Start of THE RECORDS

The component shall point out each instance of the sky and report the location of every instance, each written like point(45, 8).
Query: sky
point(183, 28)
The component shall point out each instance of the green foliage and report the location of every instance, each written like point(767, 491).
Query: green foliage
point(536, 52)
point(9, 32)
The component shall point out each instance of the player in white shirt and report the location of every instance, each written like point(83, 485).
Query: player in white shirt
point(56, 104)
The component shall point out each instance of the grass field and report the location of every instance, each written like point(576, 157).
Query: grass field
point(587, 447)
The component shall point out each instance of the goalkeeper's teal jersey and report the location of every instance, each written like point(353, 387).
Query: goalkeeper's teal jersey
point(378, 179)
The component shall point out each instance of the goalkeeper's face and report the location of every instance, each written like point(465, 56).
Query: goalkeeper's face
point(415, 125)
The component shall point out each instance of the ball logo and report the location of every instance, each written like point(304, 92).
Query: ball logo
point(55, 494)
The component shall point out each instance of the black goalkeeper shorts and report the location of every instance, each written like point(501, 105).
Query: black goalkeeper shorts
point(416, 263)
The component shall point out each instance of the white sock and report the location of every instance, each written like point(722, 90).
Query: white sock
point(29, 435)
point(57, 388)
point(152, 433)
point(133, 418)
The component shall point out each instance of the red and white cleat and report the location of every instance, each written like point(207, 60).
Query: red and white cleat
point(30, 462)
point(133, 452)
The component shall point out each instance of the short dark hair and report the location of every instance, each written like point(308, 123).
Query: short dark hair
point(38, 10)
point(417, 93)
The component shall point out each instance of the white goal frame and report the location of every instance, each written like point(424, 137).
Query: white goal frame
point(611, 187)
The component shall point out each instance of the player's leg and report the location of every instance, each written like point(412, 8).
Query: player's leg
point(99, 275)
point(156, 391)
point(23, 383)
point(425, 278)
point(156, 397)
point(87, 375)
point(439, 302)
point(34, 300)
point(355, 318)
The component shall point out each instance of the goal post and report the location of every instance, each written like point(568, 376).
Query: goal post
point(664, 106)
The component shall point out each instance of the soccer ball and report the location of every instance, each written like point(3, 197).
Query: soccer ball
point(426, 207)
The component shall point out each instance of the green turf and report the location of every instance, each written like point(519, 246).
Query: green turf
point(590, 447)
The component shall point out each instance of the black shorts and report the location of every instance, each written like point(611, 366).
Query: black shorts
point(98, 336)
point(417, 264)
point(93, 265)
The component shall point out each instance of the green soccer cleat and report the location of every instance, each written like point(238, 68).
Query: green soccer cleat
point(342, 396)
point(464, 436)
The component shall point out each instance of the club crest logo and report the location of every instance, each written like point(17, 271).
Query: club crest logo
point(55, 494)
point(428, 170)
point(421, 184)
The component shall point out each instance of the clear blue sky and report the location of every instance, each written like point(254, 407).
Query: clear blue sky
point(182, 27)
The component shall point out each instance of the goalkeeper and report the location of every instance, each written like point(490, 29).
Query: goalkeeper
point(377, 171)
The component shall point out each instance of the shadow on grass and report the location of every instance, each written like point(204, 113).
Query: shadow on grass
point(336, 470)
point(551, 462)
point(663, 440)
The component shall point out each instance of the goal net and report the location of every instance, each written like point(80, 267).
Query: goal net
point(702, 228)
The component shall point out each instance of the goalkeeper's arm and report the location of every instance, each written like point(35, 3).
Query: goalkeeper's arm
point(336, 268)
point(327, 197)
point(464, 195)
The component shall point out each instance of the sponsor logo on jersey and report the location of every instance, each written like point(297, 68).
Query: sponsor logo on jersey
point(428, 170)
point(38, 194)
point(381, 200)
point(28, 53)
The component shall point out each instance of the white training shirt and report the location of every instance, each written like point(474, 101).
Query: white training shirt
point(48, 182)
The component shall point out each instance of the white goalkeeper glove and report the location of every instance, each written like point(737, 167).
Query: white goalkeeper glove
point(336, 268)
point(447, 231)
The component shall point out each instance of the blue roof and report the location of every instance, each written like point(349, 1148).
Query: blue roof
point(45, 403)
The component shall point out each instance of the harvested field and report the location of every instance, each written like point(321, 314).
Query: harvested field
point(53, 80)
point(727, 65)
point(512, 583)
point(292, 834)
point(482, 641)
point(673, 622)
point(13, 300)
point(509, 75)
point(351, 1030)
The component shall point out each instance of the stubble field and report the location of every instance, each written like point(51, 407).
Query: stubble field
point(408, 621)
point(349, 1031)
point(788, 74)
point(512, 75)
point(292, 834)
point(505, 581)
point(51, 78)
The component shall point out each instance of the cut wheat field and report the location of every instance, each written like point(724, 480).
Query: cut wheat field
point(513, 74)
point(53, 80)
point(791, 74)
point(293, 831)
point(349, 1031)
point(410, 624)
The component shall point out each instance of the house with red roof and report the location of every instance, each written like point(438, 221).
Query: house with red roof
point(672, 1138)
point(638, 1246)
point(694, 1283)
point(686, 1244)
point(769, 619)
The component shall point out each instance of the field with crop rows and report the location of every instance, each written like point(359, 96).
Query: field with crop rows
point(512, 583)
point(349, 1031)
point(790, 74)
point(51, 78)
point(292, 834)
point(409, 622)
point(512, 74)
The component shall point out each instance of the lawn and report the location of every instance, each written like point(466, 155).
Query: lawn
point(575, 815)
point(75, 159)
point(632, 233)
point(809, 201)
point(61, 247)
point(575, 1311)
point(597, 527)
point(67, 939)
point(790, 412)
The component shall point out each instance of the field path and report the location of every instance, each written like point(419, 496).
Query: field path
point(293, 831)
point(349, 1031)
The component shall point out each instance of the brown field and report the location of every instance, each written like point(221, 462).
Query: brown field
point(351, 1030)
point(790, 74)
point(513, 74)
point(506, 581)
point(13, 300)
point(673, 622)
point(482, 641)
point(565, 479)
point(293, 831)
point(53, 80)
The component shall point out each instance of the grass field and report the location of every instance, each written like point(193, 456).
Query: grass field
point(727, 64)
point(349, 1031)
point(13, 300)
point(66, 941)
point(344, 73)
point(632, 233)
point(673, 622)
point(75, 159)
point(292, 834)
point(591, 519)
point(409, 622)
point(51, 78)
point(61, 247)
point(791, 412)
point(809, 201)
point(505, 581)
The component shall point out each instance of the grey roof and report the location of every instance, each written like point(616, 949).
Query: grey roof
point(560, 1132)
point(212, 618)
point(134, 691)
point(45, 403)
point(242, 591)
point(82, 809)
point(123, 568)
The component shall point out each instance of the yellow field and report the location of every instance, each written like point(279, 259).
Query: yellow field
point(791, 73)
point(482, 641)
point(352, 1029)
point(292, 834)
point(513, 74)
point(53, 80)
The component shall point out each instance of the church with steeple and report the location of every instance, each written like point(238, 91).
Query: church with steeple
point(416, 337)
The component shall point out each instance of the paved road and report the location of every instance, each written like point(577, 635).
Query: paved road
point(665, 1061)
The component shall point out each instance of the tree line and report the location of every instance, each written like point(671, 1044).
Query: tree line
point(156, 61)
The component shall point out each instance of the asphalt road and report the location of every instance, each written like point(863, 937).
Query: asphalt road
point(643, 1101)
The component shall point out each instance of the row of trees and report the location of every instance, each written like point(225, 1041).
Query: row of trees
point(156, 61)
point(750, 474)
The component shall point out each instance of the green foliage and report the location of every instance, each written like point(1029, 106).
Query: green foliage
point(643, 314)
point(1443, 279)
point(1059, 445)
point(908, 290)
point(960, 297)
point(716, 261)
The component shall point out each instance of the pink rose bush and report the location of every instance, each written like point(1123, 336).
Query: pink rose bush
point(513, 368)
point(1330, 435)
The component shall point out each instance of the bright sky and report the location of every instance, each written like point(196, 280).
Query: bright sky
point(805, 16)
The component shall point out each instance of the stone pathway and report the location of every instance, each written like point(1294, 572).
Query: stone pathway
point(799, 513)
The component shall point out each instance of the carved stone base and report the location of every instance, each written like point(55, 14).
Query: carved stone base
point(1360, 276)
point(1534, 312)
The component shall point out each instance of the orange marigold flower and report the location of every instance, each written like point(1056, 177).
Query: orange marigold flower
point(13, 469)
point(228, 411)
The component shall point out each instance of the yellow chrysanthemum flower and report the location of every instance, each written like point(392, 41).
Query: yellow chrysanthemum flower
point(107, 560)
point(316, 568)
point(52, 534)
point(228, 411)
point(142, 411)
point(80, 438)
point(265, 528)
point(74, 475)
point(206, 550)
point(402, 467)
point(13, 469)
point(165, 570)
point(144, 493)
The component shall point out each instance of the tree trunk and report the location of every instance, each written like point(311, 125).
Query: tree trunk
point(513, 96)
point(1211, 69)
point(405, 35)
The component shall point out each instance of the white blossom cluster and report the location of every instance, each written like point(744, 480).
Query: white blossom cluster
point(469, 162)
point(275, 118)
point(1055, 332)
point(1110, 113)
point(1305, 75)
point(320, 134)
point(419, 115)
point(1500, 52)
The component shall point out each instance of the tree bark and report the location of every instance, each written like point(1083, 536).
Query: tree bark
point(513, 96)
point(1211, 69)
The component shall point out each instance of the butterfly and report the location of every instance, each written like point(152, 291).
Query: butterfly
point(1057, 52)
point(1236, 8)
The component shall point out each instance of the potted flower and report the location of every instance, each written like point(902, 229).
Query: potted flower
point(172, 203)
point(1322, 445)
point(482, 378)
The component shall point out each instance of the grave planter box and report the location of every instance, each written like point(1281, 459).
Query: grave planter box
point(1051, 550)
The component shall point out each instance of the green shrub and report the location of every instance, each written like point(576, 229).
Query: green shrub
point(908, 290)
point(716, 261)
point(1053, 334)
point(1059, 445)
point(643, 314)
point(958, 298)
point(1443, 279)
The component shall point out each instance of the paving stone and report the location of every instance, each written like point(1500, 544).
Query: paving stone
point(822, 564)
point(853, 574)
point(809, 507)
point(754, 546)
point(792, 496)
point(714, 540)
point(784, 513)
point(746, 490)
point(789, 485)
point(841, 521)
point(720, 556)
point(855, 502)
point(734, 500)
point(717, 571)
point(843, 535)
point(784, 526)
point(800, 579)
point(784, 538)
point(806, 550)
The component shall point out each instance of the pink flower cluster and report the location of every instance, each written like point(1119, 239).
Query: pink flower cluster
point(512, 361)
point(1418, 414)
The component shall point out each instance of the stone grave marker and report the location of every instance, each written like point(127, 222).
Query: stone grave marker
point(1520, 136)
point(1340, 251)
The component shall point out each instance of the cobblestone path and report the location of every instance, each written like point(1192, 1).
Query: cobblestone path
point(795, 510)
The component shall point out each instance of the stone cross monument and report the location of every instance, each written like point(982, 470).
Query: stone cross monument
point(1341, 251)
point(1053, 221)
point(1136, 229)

End of THE RECORDS

REQUIREMENT -> Write out the listing above as a numbered list, starting with the line that contains "The component shall point out each instance of the orange" and ending with the line that contains "point(405, 35)", both included. Omit any blank lines.

COMPLETE RESPONSE ->
1. The component shall point out each instance of the orange marigold flower and report the location of every instance, each written like point(1056, 177).
2. Query: orange marigold flower
3. point(13, 469)
4. point(228, 411)
5. The component shall point out each instance of the yellow chrysanthemum flower and report the location of every instance, each written like point(392, 41).
6. Query: yellow chrysanthemum flower
7. point(107, 560)
8. point(316, 568)
9. point(52, 534)
10. point(228, 411)
11. point(142, 411)
12. point(80, 438)
13. point(265, 528)
14. point(74, 475)
15. point(206, 550)
16. point(402, 467)
17. point(13, 469)
18. point(165, 570)
19. point(144, 493)
20. The component shall point out each instance of the tree trunk and report the location of every instance, each written like point(311, 125).
21. Query: tree trunk
22. point(513, 96)
23. point(1211, 69)
24. point(405, 35)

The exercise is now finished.